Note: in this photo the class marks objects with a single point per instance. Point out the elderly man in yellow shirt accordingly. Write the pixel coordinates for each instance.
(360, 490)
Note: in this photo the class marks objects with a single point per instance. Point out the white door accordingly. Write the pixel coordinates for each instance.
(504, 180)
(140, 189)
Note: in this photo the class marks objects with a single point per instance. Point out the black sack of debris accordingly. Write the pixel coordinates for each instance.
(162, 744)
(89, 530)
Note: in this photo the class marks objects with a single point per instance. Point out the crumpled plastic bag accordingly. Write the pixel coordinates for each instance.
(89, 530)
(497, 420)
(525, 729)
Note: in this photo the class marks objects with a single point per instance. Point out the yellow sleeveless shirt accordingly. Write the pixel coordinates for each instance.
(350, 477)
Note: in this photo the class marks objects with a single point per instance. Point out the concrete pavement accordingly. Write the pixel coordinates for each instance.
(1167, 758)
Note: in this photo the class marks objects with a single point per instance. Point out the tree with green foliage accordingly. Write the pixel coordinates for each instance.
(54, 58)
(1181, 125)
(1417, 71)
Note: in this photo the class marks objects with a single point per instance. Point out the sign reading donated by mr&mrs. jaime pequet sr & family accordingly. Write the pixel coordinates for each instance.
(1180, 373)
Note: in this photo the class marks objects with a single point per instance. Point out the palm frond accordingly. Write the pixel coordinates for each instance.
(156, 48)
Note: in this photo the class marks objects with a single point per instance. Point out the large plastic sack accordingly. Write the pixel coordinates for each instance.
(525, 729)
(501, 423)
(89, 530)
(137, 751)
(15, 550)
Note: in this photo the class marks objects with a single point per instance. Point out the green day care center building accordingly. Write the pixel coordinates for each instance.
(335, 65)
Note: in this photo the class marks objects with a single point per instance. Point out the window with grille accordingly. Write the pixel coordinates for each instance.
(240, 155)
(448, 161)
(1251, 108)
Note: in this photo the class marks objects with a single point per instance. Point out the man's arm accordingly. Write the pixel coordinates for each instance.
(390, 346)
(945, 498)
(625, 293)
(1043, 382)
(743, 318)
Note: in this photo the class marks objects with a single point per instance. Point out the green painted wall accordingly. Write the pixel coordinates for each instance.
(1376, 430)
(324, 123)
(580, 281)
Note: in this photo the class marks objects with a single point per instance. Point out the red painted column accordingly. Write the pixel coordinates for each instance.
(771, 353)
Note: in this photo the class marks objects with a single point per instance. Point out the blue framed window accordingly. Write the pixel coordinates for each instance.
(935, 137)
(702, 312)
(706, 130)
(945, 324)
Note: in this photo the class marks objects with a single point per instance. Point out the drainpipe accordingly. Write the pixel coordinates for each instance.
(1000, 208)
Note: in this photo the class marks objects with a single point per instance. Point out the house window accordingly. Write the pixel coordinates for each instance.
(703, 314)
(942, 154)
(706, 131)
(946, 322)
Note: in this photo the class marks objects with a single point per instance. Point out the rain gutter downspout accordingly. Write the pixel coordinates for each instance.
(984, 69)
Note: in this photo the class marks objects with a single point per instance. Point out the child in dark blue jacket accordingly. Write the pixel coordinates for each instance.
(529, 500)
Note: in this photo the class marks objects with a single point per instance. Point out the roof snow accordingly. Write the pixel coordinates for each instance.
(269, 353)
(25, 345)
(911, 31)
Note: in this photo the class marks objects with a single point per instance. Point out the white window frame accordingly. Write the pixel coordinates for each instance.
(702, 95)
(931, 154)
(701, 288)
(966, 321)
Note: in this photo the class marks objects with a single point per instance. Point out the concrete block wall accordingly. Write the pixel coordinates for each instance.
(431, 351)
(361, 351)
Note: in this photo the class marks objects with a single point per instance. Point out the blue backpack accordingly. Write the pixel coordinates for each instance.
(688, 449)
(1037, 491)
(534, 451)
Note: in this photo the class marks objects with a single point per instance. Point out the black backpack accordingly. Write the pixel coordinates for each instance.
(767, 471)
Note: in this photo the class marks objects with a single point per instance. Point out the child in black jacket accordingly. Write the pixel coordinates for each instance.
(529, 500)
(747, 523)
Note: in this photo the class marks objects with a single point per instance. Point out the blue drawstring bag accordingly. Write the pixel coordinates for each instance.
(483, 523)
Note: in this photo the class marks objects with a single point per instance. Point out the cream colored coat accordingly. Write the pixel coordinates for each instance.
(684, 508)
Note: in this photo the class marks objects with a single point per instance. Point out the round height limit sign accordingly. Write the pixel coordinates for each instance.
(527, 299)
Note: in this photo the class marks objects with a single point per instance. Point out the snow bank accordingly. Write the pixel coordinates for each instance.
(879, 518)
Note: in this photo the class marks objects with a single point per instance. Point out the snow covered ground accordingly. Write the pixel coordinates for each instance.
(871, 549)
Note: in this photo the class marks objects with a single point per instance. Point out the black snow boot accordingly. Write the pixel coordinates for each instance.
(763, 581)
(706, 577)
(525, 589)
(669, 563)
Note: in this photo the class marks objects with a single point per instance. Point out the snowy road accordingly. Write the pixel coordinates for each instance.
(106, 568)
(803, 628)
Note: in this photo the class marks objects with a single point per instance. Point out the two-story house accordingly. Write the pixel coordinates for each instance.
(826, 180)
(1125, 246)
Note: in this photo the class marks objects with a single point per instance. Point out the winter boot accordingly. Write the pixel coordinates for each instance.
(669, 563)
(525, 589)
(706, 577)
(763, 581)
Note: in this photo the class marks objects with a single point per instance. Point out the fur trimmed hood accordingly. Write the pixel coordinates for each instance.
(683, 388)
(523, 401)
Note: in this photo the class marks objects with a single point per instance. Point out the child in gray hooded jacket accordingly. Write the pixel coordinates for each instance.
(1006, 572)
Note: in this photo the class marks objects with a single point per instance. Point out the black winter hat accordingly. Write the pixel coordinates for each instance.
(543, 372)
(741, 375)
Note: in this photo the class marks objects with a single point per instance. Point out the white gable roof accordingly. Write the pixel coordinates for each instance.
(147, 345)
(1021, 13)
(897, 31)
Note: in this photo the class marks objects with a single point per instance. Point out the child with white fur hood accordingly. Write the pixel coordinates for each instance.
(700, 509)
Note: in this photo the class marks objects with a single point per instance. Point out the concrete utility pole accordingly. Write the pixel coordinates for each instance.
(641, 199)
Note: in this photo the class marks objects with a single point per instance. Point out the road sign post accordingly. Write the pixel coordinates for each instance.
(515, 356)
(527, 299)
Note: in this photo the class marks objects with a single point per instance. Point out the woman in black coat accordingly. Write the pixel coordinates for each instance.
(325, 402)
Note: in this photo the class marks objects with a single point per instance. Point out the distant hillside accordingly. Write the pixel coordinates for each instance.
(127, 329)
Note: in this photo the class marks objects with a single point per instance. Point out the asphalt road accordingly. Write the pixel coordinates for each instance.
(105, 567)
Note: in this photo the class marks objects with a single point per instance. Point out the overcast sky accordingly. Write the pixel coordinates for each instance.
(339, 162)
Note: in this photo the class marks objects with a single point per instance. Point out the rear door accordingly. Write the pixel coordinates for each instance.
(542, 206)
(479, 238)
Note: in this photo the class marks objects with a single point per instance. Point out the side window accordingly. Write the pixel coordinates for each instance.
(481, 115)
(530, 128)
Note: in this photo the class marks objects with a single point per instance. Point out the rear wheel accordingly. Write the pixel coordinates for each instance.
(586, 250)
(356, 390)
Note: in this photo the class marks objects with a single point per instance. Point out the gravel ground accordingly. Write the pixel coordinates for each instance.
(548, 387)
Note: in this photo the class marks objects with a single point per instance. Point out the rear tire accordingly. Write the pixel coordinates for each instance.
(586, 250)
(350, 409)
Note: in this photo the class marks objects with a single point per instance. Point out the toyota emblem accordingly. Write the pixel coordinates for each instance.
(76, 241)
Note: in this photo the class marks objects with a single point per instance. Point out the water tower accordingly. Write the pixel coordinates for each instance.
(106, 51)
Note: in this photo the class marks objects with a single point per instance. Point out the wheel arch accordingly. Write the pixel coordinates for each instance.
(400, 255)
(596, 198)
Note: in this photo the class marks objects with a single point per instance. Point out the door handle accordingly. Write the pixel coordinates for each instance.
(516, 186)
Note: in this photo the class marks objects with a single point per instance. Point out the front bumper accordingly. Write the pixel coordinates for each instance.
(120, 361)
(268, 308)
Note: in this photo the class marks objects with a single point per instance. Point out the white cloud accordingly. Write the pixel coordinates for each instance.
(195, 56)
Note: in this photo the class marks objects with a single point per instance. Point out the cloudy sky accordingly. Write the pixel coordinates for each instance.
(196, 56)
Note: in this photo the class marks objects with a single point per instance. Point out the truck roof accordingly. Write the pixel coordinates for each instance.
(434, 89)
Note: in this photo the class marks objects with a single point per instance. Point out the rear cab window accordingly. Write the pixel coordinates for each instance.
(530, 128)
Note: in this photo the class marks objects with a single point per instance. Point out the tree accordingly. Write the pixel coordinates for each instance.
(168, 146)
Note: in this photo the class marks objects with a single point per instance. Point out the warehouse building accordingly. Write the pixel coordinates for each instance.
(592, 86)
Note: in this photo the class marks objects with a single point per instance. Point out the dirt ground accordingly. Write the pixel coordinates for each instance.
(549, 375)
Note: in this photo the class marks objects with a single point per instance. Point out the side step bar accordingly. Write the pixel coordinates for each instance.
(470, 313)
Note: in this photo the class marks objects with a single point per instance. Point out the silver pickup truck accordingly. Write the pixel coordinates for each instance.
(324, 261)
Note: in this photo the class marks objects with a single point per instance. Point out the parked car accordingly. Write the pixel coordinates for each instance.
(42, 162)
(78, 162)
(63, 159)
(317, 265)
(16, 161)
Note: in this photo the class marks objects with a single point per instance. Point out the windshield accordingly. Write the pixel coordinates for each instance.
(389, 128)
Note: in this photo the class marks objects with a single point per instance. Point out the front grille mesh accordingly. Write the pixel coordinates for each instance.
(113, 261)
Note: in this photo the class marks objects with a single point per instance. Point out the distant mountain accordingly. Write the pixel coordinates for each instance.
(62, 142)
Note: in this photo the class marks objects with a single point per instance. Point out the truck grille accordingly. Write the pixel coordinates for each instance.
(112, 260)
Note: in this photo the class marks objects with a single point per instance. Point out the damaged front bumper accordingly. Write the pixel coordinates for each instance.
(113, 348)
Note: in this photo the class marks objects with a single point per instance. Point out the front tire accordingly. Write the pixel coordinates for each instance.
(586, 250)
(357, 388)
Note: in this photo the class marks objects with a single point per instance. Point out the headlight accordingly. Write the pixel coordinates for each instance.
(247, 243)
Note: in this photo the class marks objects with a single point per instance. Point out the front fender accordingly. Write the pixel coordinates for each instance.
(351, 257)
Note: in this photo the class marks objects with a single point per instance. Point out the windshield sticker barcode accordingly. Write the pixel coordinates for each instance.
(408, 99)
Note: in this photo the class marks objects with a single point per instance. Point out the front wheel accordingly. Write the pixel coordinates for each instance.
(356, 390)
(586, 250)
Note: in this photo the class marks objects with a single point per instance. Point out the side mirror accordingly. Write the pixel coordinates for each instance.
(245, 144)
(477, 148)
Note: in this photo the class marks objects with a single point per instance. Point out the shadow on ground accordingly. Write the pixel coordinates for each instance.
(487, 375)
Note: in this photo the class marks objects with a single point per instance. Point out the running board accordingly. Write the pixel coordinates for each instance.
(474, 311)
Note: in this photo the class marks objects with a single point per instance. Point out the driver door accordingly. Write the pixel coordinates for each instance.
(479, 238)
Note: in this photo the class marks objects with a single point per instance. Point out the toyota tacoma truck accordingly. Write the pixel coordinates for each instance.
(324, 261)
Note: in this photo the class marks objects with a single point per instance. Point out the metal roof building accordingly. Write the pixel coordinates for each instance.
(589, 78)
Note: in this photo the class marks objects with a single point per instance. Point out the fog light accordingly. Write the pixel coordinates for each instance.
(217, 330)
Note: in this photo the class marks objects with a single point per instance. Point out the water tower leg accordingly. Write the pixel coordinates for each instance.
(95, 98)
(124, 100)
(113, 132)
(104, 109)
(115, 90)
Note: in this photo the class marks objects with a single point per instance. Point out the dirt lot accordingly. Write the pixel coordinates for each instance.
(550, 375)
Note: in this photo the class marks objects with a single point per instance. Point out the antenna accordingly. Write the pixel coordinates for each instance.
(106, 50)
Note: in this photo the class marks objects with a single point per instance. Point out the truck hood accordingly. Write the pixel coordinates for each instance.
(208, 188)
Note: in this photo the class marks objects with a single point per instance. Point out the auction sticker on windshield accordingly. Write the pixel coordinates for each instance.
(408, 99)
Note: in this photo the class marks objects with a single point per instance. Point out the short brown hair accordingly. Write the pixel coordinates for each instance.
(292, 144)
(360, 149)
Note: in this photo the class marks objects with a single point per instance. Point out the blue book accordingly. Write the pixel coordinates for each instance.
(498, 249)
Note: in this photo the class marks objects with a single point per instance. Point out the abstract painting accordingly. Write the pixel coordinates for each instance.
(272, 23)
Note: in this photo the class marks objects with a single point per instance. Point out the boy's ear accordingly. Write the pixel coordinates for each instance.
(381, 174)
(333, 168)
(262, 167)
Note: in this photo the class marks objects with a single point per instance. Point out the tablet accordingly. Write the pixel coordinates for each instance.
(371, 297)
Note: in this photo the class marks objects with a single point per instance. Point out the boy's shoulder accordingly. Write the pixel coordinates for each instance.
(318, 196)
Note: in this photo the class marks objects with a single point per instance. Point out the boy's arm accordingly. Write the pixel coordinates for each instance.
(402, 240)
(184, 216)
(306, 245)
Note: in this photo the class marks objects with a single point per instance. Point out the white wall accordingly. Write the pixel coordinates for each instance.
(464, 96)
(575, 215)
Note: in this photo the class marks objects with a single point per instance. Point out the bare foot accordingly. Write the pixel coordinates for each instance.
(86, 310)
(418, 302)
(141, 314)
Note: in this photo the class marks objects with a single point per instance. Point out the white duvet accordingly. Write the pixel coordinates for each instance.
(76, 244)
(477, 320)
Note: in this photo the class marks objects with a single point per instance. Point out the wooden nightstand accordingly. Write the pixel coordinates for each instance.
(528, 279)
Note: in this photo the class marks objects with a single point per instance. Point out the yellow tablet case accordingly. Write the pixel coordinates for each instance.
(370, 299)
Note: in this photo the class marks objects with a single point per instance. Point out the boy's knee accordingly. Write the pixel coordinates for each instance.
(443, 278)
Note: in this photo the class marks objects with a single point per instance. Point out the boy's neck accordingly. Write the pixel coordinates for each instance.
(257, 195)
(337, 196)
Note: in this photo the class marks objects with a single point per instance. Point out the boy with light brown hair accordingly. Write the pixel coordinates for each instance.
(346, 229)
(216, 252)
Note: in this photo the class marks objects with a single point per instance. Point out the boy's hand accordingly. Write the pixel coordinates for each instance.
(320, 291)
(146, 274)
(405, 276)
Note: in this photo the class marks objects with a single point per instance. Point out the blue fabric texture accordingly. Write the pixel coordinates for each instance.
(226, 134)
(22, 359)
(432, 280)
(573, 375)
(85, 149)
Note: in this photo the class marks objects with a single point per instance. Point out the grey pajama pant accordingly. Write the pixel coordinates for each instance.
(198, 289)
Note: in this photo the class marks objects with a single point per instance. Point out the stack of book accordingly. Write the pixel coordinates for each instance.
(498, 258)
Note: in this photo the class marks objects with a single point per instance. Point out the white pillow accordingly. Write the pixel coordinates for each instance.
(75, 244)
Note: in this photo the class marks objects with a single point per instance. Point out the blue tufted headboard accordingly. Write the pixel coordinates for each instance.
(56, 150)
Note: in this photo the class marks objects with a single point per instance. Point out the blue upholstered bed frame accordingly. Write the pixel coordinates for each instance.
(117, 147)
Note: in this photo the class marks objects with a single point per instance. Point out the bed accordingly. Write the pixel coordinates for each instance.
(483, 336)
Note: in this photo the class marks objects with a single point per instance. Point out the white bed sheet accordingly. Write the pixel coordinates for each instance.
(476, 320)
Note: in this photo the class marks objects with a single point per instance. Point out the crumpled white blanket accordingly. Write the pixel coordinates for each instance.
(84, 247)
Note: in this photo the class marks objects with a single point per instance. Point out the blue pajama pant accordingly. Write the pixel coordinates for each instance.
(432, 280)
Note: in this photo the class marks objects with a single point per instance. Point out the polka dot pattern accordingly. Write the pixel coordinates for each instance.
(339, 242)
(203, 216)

= = = = =

**Do this**
Reproduce the material starting at the line that contains "the snow covered" and ending at the line that contains "(1125, 246)", with "snowy road" swapped for "slushy road" and all else left as it is.

**The response**
Note: in this photo the class marks objects with a single point per instance. Point out the snow covered ground accordingly. Write the pixel coordinates for each instance.
(871, 549)
Note: in this photo the class marks objects with a single point per instance. Point out the black snow boot accordingly. Write the pixel coordinates for each instance.
(763, 581)
(706, 577)
(525, 589)
(669, 563)
Note: in this photo the class marks objects with a single point per instance. Point out the slushy road accordingly. Write the pixel coordinates for each instance.
(106, 568)
(803, 628)
Note: in this photo the class marks objects with a single point per instance. Point out the two-story house accordingly. Write the pixel coordinates for each instance.
(826, 180)
(1125, 246)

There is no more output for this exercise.